Notice: Tariff Surcharge

As you may know, recently announced tariffs on various goods imported into the United States from China and Canada, and all imports of iron and steel, have now gone into effect, and more rounds of tariffs are forthcoming this week and possibly again in April. US Customs & Border Protection (CBP) manages these additional tariffs by assigning an additional HTS for each 301, 232 or IEEPA Tariff, plus an additional HTS for any applicable exclusions or quotas. Some items often require up to 5 unique HTS.  


Effective immediately, the following surcharge will be effective for all imports to the United States cleared by Future Forwarding Company. 

  1. Tariff Surcharge:   $3.00 per HTS after 5 HTS free per entry.

Note that this surcharge is in addition to existing entry fees, ISF, and any other handling fees.


As always, we will continue to evaluate our position as this dynamic situation continues to evolve and keep you informed of any changes. We are also committed to continuing to explore strategies to minimize the impact for your organization.

We thank you for choosing to do business with Future Forwarding Company and we value your partnership and continued support.

Implementation of Section 232 Tariffs on Steel and Aluminum Derivative Articles

As of March 11, 2025, the U.S. government has enforced Section 232 tariffs on certain derivative articles of steel and aluminum, expanding the scope of duties beyond primary metal imports. These measures aim to protect national security interests by mitigating circumvention risks associated with modified steel and aluminum products.

Saved data entries:
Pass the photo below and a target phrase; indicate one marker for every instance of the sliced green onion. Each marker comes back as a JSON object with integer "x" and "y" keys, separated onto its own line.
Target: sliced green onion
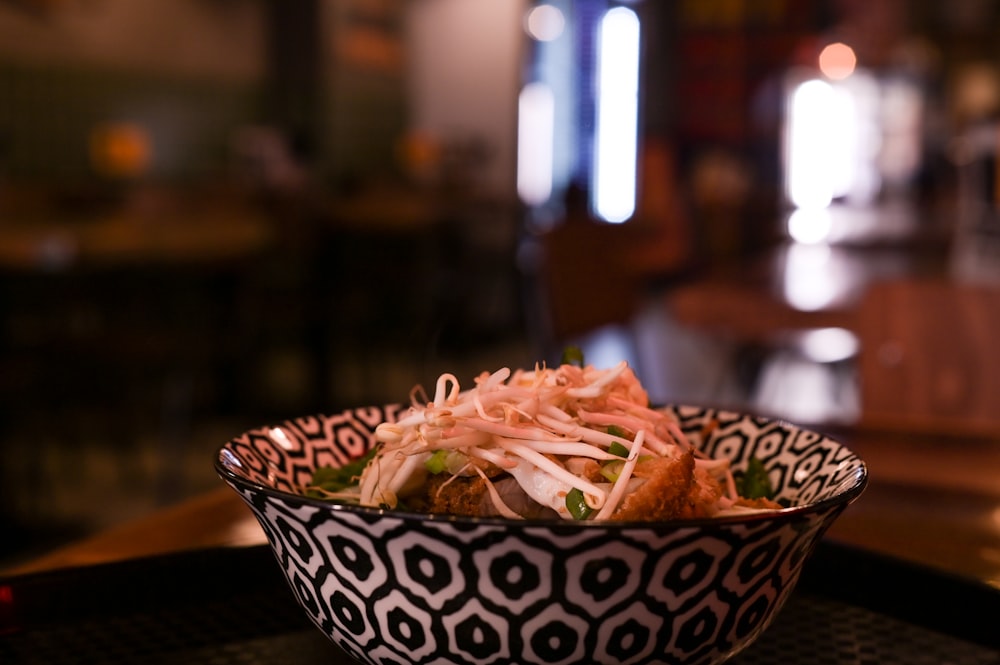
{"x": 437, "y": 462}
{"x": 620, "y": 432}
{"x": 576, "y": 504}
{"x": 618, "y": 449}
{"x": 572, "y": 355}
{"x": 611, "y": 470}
* * *
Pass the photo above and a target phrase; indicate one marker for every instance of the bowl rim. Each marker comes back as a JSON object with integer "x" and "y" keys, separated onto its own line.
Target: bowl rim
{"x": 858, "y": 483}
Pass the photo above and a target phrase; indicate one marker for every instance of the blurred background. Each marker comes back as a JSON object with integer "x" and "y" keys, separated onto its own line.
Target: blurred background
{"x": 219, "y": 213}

** Problems to solve **
• a. Under the tariff surcharge notice, how much is the Tariff Surcharge, and how many HTS per entry are free before it applies?
• b. From the tariff surcharge notice, extract the stretch from "Effective immediately, the" through "other handling fees.".

** Results for the exercise **
• a. The surcharge is $3.00 per HTS after 5 HTS free per entry.

• b.
Effective immediately, the following surcharge will be effective for all imports to the United States cleared by Future Forwarding Company. 

  1. Tariff Surcharge:   $3.00 per HTS after 5 HTS free per entry.

Note that this surcharge is in addition to existing entry fees, ISF, and any other handling fees.